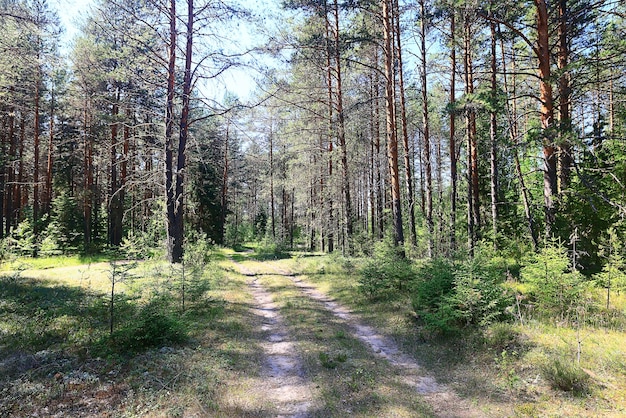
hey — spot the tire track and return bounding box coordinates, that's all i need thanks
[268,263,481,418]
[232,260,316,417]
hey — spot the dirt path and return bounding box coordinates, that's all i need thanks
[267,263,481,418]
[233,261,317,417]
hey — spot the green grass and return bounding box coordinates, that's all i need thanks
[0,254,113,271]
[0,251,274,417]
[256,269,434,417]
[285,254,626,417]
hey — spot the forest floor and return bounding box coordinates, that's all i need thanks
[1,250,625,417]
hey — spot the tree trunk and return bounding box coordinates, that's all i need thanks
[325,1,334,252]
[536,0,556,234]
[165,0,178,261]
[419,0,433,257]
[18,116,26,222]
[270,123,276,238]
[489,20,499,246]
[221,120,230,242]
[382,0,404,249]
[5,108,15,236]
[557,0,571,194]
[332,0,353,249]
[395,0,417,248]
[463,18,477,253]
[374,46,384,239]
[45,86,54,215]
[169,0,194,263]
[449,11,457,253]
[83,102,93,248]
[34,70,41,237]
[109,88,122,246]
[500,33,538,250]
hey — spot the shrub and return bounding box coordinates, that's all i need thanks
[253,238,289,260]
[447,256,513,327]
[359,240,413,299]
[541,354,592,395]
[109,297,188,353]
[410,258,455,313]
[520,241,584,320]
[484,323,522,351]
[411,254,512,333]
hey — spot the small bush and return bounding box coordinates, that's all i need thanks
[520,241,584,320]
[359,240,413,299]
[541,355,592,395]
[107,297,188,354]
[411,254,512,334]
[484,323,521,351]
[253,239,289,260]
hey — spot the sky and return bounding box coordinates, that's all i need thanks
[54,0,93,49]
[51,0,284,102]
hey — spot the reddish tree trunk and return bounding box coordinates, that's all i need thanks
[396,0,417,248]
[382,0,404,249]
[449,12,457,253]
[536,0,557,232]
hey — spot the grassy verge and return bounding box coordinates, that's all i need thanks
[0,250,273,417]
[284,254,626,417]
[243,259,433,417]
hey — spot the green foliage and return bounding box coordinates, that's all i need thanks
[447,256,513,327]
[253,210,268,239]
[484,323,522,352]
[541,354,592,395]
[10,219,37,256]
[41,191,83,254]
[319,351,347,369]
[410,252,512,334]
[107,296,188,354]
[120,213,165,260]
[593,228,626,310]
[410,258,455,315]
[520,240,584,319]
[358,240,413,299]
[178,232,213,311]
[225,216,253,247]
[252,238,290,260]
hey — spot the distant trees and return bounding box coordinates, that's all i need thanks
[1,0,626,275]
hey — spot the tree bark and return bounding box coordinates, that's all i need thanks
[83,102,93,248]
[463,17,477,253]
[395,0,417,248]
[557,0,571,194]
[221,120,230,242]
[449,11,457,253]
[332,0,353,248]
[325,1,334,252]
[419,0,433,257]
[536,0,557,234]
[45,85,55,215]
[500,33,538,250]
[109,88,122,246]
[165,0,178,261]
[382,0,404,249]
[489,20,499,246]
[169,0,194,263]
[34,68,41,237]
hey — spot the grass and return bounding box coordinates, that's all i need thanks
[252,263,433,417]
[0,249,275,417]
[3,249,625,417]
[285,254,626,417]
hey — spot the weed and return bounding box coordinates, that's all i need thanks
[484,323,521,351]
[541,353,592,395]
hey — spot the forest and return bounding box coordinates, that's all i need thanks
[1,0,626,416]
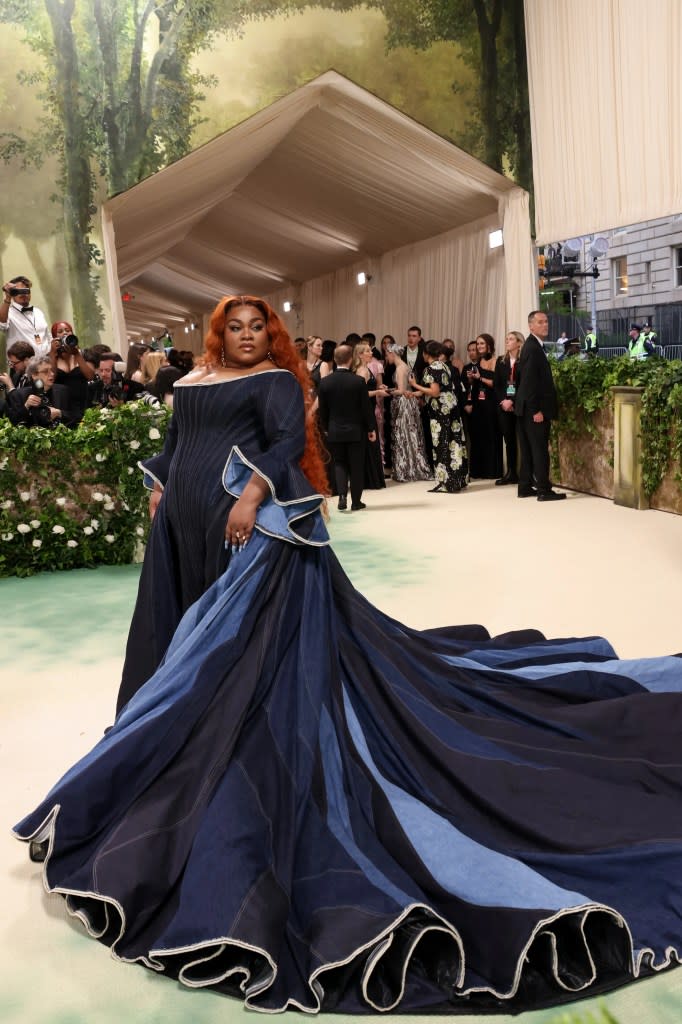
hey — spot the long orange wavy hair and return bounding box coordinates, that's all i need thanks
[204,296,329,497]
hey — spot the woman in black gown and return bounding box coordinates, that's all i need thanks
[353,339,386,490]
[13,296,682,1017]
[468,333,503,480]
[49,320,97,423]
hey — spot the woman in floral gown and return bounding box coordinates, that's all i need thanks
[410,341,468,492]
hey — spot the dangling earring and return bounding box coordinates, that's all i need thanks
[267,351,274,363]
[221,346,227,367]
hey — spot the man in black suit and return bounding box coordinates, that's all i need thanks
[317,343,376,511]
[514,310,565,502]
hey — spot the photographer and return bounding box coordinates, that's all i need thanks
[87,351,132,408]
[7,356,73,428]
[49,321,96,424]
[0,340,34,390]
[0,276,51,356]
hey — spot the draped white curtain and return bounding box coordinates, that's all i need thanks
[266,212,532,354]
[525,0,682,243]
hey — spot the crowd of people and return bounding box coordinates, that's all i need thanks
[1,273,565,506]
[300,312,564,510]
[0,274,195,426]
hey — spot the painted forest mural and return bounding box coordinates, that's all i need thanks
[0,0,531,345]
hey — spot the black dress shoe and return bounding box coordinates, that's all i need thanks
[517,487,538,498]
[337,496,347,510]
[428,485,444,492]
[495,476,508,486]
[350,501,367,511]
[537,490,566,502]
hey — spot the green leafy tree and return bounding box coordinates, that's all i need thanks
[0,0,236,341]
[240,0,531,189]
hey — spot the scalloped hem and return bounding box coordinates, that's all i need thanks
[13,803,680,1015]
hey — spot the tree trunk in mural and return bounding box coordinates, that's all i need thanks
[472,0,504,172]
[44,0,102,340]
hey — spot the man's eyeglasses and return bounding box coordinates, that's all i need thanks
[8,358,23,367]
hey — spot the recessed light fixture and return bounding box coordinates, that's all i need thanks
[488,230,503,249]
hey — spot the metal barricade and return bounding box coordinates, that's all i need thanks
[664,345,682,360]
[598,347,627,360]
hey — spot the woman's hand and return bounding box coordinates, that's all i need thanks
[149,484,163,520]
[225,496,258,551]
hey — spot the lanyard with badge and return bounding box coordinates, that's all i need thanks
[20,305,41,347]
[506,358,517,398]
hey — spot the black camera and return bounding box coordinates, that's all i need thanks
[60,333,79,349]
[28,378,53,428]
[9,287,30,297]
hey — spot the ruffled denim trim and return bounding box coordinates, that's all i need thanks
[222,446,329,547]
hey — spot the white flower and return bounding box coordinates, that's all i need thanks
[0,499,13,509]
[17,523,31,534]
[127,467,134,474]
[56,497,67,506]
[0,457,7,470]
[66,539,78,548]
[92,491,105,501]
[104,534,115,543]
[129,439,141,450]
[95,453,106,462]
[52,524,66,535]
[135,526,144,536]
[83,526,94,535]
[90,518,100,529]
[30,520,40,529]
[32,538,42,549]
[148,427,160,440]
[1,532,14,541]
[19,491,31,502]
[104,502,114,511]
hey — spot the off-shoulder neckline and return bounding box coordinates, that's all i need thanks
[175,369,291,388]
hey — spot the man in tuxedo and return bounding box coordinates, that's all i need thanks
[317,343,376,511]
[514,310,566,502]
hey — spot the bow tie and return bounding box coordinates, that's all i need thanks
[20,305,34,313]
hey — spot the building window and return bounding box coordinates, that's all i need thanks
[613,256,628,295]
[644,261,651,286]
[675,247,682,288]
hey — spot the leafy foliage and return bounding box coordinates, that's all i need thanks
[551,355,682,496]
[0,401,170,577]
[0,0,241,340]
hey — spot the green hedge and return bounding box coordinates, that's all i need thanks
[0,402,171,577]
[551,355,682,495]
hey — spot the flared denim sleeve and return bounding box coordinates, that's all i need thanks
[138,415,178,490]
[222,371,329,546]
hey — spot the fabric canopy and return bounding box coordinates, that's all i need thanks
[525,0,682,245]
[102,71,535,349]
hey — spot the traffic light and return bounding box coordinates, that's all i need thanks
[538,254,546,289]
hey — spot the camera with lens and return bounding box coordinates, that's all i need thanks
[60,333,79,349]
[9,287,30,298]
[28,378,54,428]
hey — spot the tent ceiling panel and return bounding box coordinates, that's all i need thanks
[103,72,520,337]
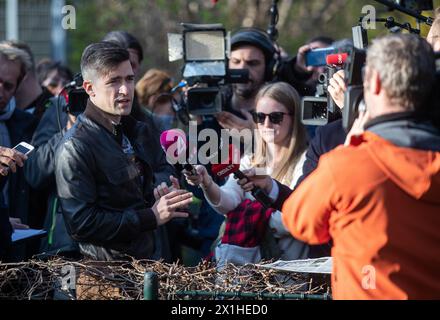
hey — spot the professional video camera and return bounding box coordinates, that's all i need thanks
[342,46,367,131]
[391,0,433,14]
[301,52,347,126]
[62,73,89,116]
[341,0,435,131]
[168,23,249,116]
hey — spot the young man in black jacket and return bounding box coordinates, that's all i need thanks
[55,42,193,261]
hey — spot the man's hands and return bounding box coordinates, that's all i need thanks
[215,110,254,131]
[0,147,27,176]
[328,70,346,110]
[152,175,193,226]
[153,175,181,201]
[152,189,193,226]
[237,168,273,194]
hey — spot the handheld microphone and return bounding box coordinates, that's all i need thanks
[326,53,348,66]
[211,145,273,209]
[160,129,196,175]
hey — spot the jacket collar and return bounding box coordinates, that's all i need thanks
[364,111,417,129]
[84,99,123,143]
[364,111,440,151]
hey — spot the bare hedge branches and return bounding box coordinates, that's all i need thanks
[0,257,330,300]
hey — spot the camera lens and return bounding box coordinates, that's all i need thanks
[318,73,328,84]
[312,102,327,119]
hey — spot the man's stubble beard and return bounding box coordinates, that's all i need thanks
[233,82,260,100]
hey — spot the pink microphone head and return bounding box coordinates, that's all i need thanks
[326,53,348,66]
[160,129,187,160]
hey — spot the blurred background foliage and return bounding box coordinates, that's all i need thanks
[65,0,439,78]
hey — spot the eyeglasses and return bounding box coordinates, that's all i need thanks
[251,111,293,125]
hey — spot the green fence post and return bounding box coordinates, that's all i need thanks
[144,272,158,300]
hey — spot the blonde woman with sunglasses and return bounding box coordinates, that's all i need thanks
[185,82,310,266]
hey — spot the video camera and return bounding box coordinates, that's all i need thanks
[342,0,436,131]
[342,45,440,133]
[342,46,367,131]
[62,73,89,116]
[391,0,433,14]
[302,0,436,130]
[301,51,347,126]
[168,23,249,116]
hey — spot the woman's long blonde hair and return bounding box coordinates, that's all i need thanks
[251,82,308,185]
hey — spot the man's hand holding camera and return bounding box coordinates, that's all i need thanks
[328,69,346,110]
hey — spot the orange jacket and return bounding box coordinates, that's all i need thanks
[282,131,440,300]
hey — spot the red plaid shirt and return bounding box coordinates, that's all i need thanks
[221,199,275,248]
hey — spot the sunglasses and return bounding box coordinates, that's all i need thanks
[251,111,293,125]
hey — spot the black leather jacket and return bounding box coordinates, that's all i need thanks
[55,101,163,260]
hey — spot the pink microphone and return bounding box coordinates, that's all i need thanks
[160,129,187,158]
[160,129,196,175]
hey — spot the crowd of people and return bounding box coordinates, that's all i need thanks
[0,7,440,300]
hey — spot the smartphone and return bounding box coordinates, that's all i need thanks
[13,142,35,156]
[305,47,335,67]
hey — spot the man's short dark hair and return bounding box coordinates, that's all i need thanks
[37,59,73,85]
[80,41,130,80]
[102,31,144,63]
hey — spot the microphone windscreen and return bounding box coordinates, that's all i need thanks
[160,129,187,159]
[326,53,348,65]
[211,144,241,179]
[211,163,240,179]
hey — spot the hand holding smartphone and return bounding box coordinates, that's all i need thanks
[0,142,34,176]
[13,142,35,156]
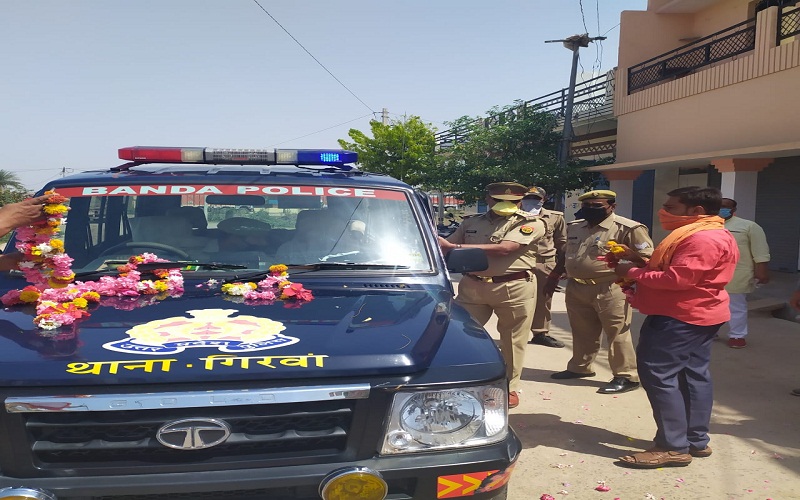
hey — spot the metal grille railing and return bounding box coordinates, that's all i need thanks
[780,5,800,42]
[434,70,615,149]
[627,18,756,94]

※

* The problem *
Please print the lines from the one holding "hey — spot the hand holding" through the end of the records above, unchanged and with the pictures left out.

* Finished task *
hey — spot the hand holding smartphone and return bounding box coordinates, that's all i need thanks
[0,142,34,176]
[13,142,35,156]
hey — spot the metal grille railing and return bounding box coordinates, that's all i need thanks
[780,5,800,42]
[434,70,615,149]
[627,18,756,94]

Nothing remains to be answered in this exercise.